→ Supplied passage
------------------------

At the end of 2023, the Society of Automobile Engineers (SAE) sponsored a report from consulting firm BCG called “The US Needs More Engineers. What's the Solution?” in December 2023. It showed that the United States is facing a massive shortage of engineers.
The report, which was not focused on the automotive industry, but instead all engineering fields, showed that the United States needs approximately 400,000 new engineers every year to achieve equilibrium in the workforce, yet every year, one-third of all open engineering positions remain unfilled.
At the time of the study, the trend was expected to continue into the year 2030. Recent changes to education funding and H1-B visa availability may extend this situation out further.
Two of the biggest groups seeing an employment shortfall are software engineering and industrial control programmers. Obviously, not all industrial controls need degreed engineers to program them, but that study indicated a symptom of something bigger—a shortage of skilled programmers in general in our manufacturing industries.
This situation is not completely unlike other challenges the automation industry faces regularly, such as becoming more efficient with the resources on hand. In this case, the resource is the skilled industrial programmer. And just as with equipment on the factory line, the main low-hanging fruit of increasing efficiency is reducing downtime while increasing uptime.
Downtime for industrial programming could be viewed as anything that keeps an engineer or technician from pumping out effective code, such as having to train on a new software package, learning a new programming language or set of code-troubleshooting tools. Having a standard set of programming languages is a huge step in the right direction to avoid having to sit in training classes on a new language and the inevitable learning curve that using a new language entails.

------------------------

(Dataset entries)

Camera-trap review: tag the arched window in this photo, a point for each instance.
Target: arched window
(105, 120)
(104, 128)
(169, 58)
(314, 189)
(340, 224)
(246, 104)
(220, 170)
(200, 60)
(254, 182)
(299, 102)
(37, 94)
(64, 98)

------------------------

→ Exercises to complete
a – According to the passage on the engineer shortage, about how many new engineers does the United States need each year to reach workforce equilibrium?
b – Extend the passage on the engineer shortage past its final sentence.

→ Written answers
a – Approximately 400,000.

b –
The International Electrotechnical Commission (IEC) 61131-3 programming standard was introduced in 1993 with the original intent of standardizing programming of programmable logic controllers (PLCs) across vendors through the use of five standard languages: structured text (ST), instruction list (IL), sequential function chart (SFC), ladder diagram (LD) and function block diagram (FBD). For better or worse, the IEC 61131 standard is changing, and we will be down to four languages soon. Yes, IL is going the way of Pluto and has been voted out of the solar system, or in this case, the IEC standard.
The IEC 61131 standard was initially touted to make programs fully portable from one vendor’s editing environment to another and be completely hardware-agnostic. Can you imagine being able to download a complex motion program written in one vendor’s environment into a competitor’s and have it function without a hitch? Those were lofty goals and never really saw the light of day.
One of the reasons this “program portability” never came to fruition was the way the standard itself was adopted—each vendor was able to make “enhancements” above and beyond the basics of the IEC 61131-3 standard, as long as the basic standards were followed.
Of course, new vendor-specific instructions were also needed to facilitate competitive advancements in a supplier’s drives, actuators and sensors. These loopholes were double-edged swords; they made it more appealing for additional vendors to jump on the IEC 61131 bandwagon and have a “compliant” programming package but resulted in losing the ability to freely move a program from one brand of PLC to another.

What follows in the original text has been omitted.